TEXTE À LIRE:
Depuis septembre 2020, les 12 « Monnaies Locales Complémentaires Citoyennes » (MLCC) de Bretagne réfléchissent à la création d’une monnaie commune.  C’est en décembre 2020 que l’annonce a été confirmée. Pour ses responsables, « l’objectif est, tout en conservant leur identité propre sur chacun de leurs territoires, de créer une MLCC bretonne qui pourra être utilisée dans tous les bassins de vie de la Région par les acteurs économiques : particuliers, entreprises, associations, collectivités et tous les partenaires adhérant à chacune de ces monnaies ».  Le projet devrait se concrétiser en 2021.

L’enjeu est assez conséquent. Les monnaies locales bretonnes représentent déjà 300 000 euros en circulation sur la Bretagne. Ce sont 6000 acteurs économiques, dont un millier d’entreprises adhérentes.

Chaque monnaie locale crée localement 3 à 7 fois plus de richesses que les euros, notamment en raison des processus circulaires et renforcés de circulation. Notons également que l’activité locale a ses avantages pour les habitants des territoires concernés : une consommation plus raisonnée, davantage d’investissements éthiques et enfin davantage de résiliences aux crises économiques, sociales et sanitaires. Effectivement, comme indiqué dans le communiqué, les euros échangés en monnaies locales sont déposés en garantie dans des banques éthiques : NEF et Crédit Coopératif, qui favorisent l’investissement dans l’économie sociale et responsable.

DONNÉES AFFICHÉES:
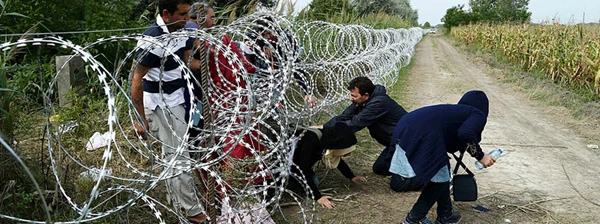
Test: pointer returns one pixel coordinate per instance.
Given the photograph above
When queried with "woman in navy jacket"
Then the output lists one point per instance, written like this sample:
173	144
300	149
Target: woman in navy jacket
422	139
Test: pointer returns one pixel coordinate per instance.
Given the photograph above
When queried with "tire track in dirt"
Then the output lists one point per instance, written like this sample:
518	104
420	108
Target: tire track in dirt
544	160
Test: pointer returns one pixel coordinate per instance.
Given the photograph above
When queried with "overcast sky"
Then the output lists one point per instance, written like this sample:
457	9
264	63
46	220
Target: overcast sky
567	11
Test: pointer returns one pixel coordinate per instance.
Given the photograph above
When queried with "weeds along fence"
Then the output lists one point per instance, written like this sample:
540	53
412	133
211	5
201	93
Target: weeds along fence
567	54
242	153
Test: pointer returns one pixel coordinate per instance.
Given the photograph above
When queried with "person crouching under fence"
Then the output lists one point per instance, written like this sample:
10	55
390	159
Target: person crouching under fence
329	144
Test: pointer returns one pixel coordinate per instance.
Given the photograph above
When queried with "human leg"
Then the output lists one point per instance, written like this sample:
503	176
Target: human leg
181	187
430	194
382	164
402	184
445	213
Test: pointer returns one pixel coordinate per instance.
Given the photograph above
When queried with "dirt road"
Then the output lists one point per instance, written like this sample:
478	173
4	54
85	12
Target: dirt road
547	174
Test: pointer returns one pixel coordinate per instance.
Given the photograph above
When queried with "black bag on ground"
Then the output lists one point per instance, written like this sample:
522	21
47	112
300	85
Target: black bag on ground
464	187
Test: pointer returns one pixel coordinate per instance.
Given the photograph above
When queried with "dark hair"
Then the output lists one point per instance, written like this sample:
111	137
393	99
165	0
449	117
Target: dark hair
171	5
199	8
363	84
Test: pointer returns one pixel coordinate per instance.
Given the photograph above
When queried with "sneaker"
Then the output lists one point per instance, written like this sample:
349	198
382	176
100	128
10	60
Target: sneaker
410	220
454	218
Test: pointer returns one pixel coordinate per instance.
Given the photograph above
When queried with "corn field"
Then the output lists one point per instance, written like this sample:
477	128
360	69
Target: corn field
566	54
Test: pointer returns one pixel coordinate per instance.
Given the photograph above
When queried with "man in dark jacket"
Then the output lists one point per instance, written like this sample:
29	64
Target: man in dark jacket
371	108
422	140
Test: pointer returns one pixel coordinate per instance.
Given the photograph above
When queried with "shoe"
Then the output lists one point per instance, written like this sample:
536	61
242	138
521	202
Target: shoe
410	220
454	218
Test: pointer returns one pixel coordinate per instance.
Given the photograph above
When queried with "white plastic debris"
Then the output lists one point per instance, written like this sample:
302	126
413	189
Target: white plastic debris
98	141
94	173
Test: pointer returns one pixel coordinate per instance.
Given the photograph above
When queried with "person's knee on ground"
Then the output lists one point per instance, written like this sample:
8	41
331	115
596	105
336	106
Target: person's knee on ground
381	169
402	184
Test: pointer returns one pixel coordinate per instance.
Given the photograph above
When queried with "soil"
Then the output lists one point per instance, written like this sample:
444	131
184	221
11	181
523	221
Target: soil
548	174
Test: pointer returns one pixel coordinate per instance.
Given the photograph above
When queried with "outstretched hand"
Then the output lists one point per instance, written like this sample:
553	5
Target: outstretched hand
324	202
487	160
359	179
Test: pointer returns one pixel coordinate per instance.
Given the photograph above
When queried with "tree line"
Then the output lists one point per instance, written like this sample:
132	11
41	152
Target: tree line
488	11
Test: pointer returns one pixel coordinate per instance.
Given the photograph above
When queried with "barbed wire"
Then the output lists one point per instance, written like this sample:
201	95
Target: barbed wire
257	111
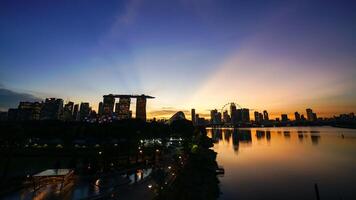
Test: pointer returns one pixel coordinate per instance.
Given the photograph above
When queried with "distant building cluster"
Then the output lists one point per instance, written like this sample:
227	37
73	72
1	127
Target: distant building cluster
55	109
241	117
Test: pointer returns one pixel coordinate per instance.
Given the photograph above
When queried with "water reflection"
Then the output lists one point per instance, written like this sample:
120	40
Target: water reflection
283	163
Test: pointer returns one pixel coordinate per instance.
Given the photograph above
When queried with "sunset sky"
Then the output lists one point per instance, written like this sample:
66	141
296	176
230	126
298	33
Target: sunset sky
282	56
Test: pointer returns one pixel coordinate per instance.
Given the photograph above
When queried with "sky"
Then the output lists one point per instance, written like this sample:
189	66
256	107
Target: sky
281	56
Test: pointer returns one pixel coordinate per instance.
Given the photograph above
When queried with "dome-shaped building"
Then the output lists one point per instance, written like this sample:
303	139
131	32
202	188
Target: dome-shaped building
178	116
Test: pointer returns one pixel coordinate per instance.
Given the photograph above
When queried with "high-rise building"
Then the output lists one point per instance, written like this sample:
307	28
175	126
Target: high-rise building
257	117
260	116
226	117
141	107
123	108
215	117
212	115
12	114
302	117
233	114
52	109
245	115
265	115
100	108
284	117
76	112
193	116
68	111
310	116
108	104
314	117
29	111
297	116
84	111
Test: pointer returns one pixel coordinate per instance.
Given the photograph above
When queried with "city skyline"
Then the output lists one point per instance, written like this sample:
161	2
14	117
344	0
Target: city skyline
277	56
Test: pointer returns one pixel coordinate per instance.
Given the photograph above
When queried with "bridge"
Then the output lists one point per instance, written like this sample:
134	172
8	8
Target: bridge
122	109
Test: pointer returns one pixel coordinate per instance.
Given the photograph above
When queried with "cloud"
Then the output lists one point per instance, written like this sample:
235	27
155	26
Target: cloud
10	99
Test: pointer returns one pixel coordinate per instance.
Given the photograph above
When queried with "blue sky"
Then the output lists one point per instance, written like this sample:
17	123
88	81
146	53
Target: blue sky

CONSIGNES:
1. D'après le texte sur les monnaies locales bretonnes, dans quelles banques les euros échangés sont-ils déposés en garantie ?
2. Poursuivez le texte sur les monnaies locales bretonnes après sa dernière phrase.
Ces enregistrements n'ont aucun lien avec le texte sur les monnaies locales bretonnes.

CORRIGÉS:
1. À la NEF et au Crédit Coopératif.

2.
Les monnaies locales, c’est aussi le renouvellement d’une culture de pays, si chère à l’ensemble de la Bretagne. L’ancrage est fort, historique et cohérent au moment où, dans l’indifférence générale, la Région semble délaisser cet échelon des pays. Les territoires des cinq départements engagés dans cette dynamique économique, solidaire et durable sont plus à l’échelle des pays vécus (le pays de Brest, de Ploërmel, etc.) qu’issus de découpages institutionnels ou politiques. Cette répartition des monnaies locales à l’échelle des lieux de vie est sans doute aussi la raison de leurs succès.

Parmi les 12 monnaies locales, 8 d’entre elles sont déjà engagées : le Segal dans le Pays de Lorient, l’Ourse du Pays de Questembert à celui de Férel, La Maillette du Pays de Rance, Heol dans le Pays de Brest, Le Galleco du Pays de Rennes au Pays de Redon, Le Galais dans le Pays de Ploërmel, Le Buzuk dans le Pays de Morlaix et La Bizh dans le Pays de Vannes. Le Bif (projet de MLCC de Belle-Ile) a également signé son accord de partager la MLCC commune. 3 autres MLCC sont toujours en cours de réflexion pour rejoindre la dynamique : le Moneko en Loire-Atlantique (issue déjà d’une fusion entre Retz’l et SoNantes), le Rozo dans le Pays de Saint-Nazaire et Le Pezh du Trégor-Goëlo. La mutualisation souple de certaines démarches (promotion par exemple), de nouveaux partenariats régionaux, les échanges de bonnes pratiques ainsi que la fertilisation de certaines actions peuvent donner un véritable coup d’accélérateur à ces initiatives d’avenir qui ont déjà fait leurs preuves à l’échelle locale. Et si la Bretagne créait sa propre monnaie de solidarité ?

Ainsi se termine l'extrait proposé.